[Start of section]
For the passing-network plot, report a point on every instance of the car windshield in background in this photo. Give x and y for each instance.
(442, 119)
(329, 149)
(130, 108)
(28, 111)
[End of section]
● WHAT NEEDS TO BE DONE: The records above must be restated. Preserve every word.

● EXPECTED ANSWER:
For the passing-network plot, report a point on every instance of the car windshield in background in this photo. Give x and y for each instance.
(442, 119)
(329, 149)
(130, 108)
(28, 111)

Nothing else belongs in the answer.